> **Alıntılanan Metin**
22 Kasım 2011 Salı

Ben de Yogaya Böyle Başladım

Herkesin bir yogaya başlama hikayesi vardır
Ben bilmez miyim
Herkesin kalın kalın kabukları olduğu gibi
Bir de içerdeki özü
Herkesin bir yogası vardır
Ben bilmez miyim
Bir de yogasızlığı 


(Affet Beni Yılmaz Odabaşı :)


Kabuklarımdan soyula soyula en ben olan içerdeki bana doğru bir yolculuğa çıktığımı hiç bilmiyordum  2008 Mayıs’ında Cihangir Yoga’nın yolunu tuttuğumda..
Üniversite zamanlarından ev arkadaşım Teresa (Demirkanlı olan), git Amerika gel İstanbul , git İsviçre gel İstanbul dolanırken harita üzerinde, Aştanga diye bi’ şeye tutulmuş onu anlatıyordu, Nişantaşı House Cafe’nin ( şu eski olan) arka bahçesinde.. Ben kamburumun içine çökmüş, bedenimi taşıyamıyor olmanın keyifsizliği ile onun anlattıklarına bakakalmıştım :) Sorduğum soruyu hatırlıyorum  ‘Yoga kas yapar mı canım?’ O da bluzunun kolunu sıyırıp  üst kol kaslarını göstermişti bana. Sonra Cihangir’de almış olduğu 10 kuponun birini kullandığını diğerlerini benim kullanabileceğimi söyledi. Bu dünyadaki en kıymetli hediyeydi ve hep öyle kalacak.

> **Görevleriniz**
a) Yogaya başlama yazısına göre Cihangir Yoga'nın yolu hangi ay ve yılda tutulmuştur?
b) Yogaya başlama yazısında "22 Kasım 2011" sözleriyle başlayıp "Yılmaz Odabaşı :)" sözlerine kadar uzanan bölümü hiçbir değişiklik yapmadan yazıya geçirin.

[Adı verilen nesneyi gösterme kayıtları]
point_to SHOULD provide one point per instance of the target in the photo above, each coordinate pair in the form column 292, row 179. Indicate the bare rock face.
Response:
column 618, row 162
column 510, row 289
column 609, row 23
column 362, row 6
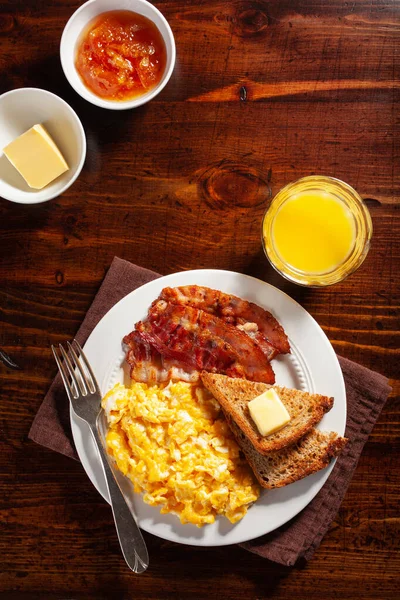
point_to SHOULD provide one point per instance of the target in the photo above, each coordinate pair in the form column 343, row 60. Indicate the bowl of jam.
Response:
column 117, row 54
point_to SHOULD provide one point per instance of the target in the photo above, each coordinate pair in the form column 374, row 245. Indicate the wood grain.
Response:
column 262, row 93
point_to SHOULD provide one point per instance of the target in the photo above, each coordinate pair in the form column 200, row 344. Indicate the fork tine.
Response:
column 68, row 387
column 70, row 368
column 85, row 388
column 87, row 366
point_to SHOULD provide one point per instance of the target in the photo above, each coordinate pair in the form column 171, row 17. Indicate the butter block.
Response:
column 268, row 412
column 37, row 158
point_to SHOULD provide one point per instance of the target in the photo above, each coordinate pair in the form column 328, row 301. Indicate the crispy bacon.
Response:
column 202, row 341
column 149, row 366
column 256, row 322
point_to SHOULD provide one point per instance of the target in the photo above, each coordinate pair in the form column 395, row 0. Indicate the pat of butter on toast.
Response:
column 268, row 412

> **Sıralı Çözümler**
a) Cihangir Yoga'nın yolu 2008 Mayıs'ında tutulmuştur.

b)
22 Kasım 2011 Salı

Ben de Yogaya Böyle Başladım

Herkesin bir yogaya başlama hikayesi vardır
Ben bilmez miyim
Herkesin kalın kalın kabukları olduğu gibi
Bir de içerdeki özü
Herkesin bir yogası vardır
Ben bilmez miyim
Bir de yogasızlığı 


(Affet Beni Yılmaz Odabaşı :)